正文部分:
▼
人类已经进入风险社会,致灾因子耦合叠加、新兴风险骈兴错出,风险外溢效应更加显著,这些现状对跨行政区域的应急管理提出了新要求。在党的二十大报告中,习近平总书记指出,“完善公共安全体系,提高防灾减灾救灾和急难险重突发公共事件处置保障能力”[1],这为我们推进应急管理提出了要求、指明了方向。然而,在社会转型期,公众风险感知的复杂性和行动策略的未知性,极大地增加了风险的高度不确定性。例如,台风、洪涝等自然灾害所波及的范围,并非局限于风险源,在时间和空间上具有外溢的不确定性。除此之外,新冠感染、非典疫情等公共卫生事件,也呈现出风险传播速度快、涉及范围广、治理难度大等特点,应急管理的行动策略面临着更大的挑战。如何有效回应跨域应急管理协同问题,是实务界和理论界需要共同思考的重大命题。
粤港澳大湾区建设是国家战略层面的政策谋划。一个国家,两种制度,三个关税区和三种货币的特有属性,人缘相亲、山水相连、文化同源、经济互补的独特因素,使得粤港澳三地的交流合作十分紧密。与此同时,粤港澳大湾区同样面临着各类风险的挑战,各种致灾因子高度复合化。粤港澳大湾区“9+2”的组合模式及其内生特性,使得其所面临的风险具有高度的同质性与跨界性等特征。这也使跨境应急协同面临新的考验,跨区域间应急管理的重要性和迫切性日益彰显。基于此,充分发挥我国制度和治理优势,协同粤港澳三地共同携手应对灾害,推进应急协同,提高跨域整体性管理效能,建设应急管理共同体,对于落实国家重大战略、建设韧性湾区而言,具有重要意义。
二、文献综述与理论构建 (一) 文献综述在跨区域应急管理实践中,区域间的府际协同是提升治理效能的重要结构性力量。应急管理的不确定性,与科层制管理的确定性之间存在必然的冲突。这是因为在不同的制度场域下,区域间的风险波及性较强,各地处置突发公共事件在实践标准层面缺乏共识[2],跨域间应急协同机制的运作效果并不理想。如何精准把握府际关系的特殊性,从府际协同角度,深刻理解府际冲突中内耗与创能的转化,加强应急管理的跨区域合作研究,成为学术界重点关注的议题。
在中国纵向府际情境中,应急管理实践存在立场摇摆不定等现象,这主要是因为激励与监督机制在纵向府际关系发展中的缺失[3]。王频等[4]认为是不同政府力量的失衡导致出现了腐败、选择性执法、竞争无序等失序现象。陶鹏等[5]描述了不同层级政府的应急协同困境,探讨政治注意力演化为国家治理现代化的价值,为府际合作与协同研究提供了新的研究视角。除此之外,陈剩勇等[6]从成本和效率的角度,阐释了纵向府际间的关系逻辑。上下级政府之间的合作障碍,实质上源自等级链条与地方信息私有化之间的矛盾,这影响着突发事件的信息传播质量和风险处置速度。陶鹏[7]基于权责关系,探讨了纵向府际关系转型所面临的严峻挑战,通过制度文本分析,深度剖析处置应急事件政府协同的府际障碍。
▲
记录集:
▼
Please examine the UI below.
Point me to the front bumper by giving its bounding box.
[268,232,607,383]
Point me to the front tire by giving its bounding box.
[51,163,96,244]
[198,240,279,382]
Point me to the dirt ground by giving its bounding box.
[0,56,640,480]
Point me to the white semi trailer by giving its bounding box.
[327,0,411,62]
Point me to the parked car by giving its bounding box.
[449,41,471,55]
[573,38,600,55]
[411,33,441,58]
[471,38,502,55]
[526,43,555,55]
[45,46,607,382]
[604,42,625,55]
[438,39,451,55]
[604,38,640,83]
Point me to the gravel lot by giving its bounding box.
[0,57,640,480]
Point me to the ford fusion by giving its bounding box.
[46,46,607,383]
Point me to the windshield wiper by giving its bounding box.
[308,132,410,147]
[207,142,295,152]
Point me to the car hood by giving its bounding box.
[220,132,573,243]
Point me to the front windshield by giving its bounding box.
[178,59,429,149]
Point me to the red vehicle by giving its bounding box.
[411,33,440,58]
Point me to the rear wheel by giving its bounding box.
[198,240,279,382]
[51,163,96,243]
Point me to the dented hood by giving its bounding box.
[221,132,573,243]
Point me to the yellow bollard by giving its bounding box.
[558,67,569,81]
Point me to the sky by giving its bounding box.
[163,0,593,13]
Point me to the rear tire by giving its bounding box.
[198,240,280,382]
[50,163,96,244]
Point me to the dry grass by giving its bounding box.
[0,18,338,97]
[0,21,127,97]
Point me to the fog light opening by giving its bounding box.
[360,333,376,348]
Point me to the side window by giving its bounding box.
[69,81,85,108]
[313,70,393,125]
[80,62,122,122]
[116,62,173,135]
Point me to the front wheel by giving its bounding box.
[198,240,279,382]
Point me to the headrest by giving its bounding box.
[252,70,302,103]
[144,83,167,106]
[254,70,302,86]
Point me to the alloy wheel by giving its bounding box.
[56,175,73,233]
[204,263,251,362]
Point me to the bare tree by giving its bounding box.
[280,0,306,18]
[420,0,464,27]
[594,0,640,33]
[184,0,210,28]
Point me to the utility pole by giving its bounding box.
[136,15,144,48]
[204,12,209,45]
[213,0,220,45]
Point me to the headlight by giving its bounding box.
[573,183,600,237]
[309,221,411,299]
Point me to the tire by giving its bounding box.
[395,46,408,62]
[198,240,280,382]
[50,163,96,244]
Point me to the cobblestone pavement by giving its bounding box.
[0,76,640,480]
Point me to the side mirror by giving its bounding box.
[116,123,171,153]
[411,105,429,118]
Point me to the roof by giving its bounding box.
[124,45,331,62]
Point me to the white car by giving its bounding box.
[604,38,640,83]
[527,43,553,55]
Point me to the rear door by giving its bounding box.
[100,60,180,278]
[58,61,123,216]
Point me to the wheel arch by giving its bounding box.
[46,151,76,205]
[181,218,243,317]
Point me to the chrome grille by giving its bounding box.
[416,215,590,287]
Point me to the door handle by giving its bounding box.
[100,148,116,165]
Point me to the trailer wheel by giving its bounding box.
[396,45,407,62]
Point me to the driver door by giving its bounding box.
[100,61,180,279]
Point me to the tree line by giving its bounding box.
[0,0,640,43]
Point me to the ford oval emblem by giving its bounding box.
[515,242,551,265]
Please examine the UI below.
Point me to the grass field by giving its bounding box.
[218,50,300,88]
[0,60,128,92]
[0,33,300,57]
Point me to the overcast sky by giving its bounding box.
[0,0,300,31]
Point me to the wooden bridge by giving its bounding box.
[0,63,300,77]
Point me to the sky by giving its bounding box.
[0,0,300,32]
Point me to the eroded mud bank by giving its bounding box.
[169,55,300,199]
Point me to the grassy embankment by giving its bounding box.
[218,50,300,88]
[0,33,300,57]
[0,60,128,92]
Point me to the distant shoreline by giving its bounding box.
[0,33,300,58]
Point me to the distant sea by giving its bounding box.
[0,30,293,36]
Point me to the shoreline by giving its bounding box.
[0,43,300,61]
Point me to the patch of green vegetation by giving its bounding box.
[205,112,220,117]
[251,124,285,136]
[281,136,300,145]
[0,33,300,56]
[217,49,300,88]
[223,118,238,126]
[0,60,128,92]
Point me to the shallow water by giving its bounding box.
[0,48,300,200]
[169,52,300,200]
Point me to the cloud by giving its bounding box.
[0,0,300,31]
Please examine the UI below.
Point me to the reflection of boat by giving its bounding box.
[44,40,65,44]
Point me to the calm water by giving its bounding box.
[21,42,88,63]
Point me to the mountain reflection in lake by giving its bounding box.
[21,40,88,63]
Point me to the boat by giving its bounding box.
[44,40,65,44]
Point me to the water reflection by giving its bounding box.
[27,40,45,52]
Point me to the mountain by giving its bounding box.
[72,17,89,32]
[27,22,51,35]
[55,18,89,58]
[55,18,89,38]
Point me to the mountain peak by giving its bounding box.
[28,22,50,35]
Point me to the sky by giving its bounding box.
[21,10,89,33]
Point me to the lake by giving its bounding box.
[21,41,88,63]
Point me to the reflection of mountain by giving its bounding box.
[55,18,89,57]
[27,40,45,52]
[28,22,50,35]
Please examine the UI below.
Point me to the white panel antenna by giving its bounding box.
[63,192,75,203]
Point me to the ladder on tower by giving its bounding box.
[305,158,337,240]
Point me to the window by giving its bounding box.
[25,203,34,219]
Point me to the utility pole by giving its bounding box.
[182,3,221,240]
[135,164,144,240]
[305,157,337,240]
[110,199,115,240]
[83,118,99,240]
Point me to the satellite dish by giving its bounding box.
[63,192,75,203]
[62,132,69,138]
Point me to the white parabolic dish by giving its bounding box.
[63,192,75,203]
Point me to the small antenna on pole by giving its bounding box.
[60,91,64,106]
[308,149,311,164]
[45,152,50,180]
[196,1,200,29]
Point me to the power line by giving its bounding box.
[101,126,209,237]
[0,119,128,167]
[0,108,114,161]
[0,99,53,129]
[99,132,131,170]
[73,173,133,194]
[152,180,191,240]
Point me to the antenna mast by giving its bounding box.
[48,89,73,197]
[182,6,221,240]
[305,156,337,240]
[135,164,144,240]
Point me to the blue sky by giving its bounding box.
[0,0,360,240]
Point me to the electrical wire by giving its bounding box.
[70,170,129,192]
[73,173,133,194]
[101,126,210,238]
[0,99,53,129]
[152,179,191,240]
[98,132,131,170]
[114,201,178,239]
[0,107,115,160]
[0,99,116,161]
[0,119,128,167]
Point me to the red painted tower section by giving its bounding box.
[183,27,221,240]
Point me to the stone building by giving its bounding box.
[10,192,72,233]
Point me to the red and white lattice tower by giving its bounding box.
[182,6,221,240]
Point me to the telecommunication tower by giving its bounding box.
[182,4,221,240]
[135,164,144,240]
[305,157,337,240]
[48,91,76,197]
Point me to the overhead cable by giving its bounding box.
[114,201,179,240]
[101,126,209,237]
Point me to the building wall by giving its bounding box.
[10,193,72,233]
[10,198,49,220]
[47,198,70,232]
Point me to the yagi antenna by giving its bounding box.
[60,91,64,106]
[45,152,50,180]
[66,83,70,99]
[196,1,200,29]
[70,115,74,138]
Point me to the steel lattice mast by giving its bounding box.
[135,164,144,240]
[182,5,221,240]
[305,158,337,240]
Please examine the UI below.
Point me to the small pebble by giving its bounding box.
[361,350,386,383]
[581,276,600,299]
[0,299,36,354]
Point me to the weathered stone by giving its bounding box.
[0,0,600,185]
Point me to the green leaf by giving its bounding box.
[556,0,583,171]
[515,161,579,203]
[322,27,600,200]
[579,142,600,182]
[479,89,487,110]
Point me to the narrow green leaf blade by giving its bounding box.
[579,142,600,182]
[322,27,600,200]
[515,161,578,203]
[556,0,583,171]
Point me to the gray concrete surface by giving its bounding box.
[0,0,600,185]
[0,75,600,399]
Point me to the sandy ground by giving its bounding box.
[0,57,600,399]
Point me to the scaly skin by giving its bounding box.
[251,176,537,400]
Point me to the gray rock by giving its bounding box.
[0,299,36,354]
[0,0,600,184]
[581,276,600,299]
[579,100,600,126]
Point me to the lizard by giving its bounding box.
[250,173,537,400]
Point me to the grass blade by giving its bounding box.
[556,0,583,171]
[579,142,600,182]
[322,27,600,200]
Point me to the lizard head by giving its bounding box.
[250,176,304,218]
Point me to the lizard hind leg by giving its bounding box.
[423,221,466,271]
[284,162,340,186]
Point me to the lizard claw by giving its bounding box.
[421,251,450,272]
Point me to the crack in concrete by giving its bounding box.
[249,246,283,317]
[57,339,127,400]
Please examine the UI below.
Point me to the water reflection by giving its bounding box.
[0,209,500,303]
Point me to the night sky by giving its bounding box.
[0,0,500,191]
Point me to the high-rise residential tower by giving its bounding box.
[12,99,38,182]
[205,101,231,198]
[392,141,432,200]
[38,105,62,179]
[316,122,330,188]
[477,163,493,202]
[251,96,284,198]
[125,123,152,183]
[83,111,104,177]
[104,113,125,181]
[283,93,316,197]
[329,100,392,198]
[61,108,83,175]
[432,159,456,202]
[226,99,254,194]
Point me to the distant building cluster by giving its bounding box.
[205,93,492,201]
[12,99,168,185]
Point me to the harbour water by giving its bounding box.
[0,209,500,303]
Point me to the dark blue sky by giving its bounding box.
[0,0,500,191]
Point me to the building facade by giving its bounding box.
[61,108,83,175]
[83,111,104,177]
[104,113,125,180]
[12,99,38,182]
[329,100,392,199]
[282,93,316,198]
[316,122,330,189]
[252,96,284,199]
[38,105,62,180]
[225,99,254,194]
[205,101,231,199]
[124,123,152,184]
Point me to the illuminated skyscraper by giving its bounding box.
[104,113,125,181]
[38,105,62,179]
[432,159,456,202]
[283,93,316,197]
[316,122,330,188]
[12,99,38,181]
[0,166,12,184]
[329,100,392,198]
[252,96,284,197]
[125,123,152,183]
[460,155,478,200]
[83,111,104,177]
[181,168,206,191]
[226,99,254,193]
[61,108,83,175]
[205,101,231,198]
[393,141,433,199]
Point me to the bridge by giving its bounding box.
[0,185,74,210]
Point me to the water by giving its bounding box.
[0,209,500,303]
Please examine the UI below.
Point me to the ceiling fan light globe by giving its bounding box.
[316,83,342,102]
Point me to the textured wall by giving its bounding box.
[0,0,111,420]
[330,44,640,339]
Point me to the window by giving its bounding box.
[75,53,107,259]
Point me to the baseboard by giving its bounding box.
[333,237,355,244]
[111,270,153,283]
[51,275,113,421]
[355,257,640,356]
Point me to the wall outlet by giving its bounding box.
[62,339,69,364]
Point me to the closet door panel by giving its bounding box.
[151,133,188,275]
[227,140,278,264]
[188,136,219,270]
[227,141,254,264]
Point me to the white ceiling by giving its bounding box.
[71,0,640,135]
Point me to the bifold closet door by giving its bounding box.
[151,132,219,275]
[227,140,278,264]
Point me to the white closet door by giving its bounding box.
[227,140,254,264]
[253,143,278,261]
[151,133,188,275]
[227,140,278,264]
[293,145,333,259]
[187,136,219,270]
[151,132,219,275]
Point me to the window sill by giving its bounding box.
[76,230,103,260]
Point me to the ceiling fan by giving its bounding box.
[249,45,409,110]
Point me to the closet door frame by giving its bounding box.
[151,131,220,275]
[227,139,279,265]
▲
问题与任务:
a) 请把上文关于粤港澳大湾区应急管理的正文中从“人类已经进入风险社会,致灾因”到“论界需要共同思考的重大命题。”的部分一字不差地重新写出来。
b) 请从上文关于粤港澳大湾区跨域应急管理的正文的最后一句之后接着往下写。

练习答案:
a)
人类已经进入风险社会,致灾因子耦合叠加、新兴风险骈兴错出,风险外溢效应更加显著,这些现状对跨行政区域的应急管理提出了新要求。在党的二十大报告中,习近平总书记指出,“完善公共安全体系,提高防灾减灾救灾和急难险重突发公共事件处置保障能力”[1],这为我们推进应急管理提出了要求、指明了方向。然而,在社会转型期,公众风险感知的复杂性和行动策略的未知性,极大地增加了风险的高度不确定性。例如,台风、洪涝等自然灾害所波及的范围,并非局限于风险源,在时间和空间上具有外溢的不确定性。除此之外,新冠感染、非典疫情等公共卫生事件,也呈现出风险传播速度快、涉及范围广、治理难度大等特点,应急管理的行动策略面临着更大的挑战。如何有效回应跨域应急管理协同问题,是实务界和理论界需要共同思考的重大命题。

b)
在风险社会中,不同区域的府际合作并不局限于上下级之间,同样存在于横向府际关联合作之间。随着风险的不确定性增加,各类复杂且关联紧密的突发事件,对中央政府与地方政府之间、地方政府间以及政府内部各部门间的互动合作形成了新考验。新兴风险的外溢性趋向对创新和优化府际管理、实现应急协同提出了新挑战[8]。Godschalk[9]、陈朋[10]基于府际间利益关系协调视角,关注政府自利性的命题,强调政府间的信任度较低、合作动力不足、合作规则失效等府际冲突,是横向府际间协同的重要症结,导致地方政府难以有效应对跨区域的突发事件。地方政府还受限于多目标任务竞争格局[11],面对复杂的跨区域风险,府际间存在利益冲突,难以有效实现横向的府际协同。现有跨区域应急管理的研究,从应急主体、功能职责、区域划分和层级归属等方面进行了讨论[12-14],强调关注不同区域的政府协同治理要素。针对不同风险因子的突发事件,推进了应急协同的理论探索,为强化应急管理效能提供了很好的启示。但总体而言,较少有研究将粤港澳大湾区作为分析样本,关注粤港澳大湾区在政治制度、规则体系等方面的差异,也比较缺少关于粤港澳应急管理协同的研究,对大湾区在府际关系的特殊性关注不够,导致相应的理论解释力不足,难以有效回应粤港澳大湾区应急管理实践中的各种议题。
如何立足“一国两制三关税区”的特有属性,聚焦粤港澳大湾区应急协同研究,优化交流合作创新的制度环境,推进大湾区内部之间的府际合作,推进应急资源的高效、便捷、有序流动,加快韧性湾区建设,不仅是坚定不移维护国家安全,推进国家应急管理体系和能力现代化的重要研究议题,而且是推进不同制度场域的应急协同的关键所在。为此,有必要以系统性和整体性思维,从理念、制度、体制和机制等维度,探讨相应的制度设计,推进粤港澳大湾区应急管理共同体建设。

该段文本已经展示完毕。